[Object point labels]
════
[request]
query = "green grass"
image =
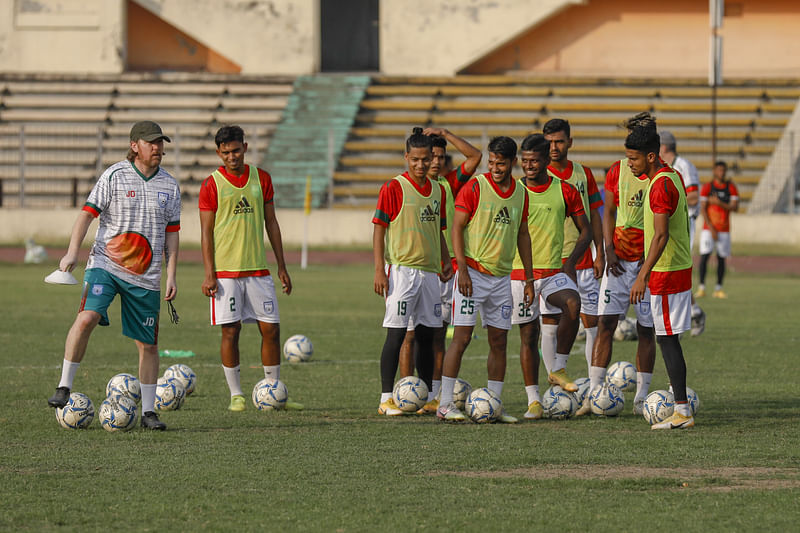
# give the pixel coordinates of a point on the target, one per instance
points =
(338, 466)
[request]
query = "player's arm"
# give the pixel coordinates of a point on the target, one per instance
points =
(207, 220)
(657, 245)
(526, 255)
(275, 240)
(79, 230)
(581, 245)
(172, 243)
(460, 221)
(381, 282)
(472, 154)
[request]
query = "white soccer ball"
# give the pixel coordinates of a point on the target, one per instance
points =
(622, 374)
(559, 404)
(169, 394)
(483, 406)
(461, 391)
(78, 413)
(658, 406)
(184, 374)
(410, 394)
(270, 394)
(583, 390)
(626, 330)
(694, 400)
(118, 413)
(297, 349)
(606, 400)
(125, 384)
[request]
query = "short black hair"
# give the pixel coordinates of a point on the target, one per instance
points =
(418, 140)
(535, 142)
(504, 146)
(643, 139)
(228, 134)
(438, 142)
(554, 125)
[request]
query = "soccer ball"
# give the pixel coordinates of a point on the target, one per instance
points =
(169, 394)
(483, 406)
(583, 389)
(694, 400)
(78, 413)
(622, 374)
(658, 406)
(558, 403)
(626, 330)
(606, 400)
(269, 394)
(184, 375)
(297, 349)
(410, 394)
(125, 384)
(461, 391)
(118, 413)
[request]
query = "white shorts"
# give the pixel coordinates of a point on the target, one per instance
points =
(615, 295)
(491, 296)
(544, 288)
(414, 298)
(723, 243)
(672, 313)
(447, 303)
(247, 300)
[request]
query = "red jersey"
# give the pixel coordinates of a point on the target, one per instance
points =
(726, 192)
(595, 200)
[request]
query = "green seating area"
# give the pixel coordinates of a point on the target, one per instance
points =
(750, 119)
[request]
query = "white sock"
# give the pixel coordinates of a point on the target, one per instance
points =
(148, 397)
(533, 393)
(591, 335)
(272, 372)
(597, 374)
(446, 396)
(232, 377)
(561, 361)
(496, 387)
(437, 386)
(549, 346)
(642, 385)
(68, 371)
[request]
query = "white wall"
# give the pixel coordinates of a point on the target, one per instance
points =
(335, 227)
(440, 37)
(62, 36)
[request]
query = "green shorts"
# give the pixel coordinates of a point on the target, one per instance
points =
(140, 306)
════
▶ _OBJECTIVE_:
From the records, pull every line that contains the string "soccer".

▶ _TASK OUTPUT_:
query = "white soccer ball"
query = "soccer ball"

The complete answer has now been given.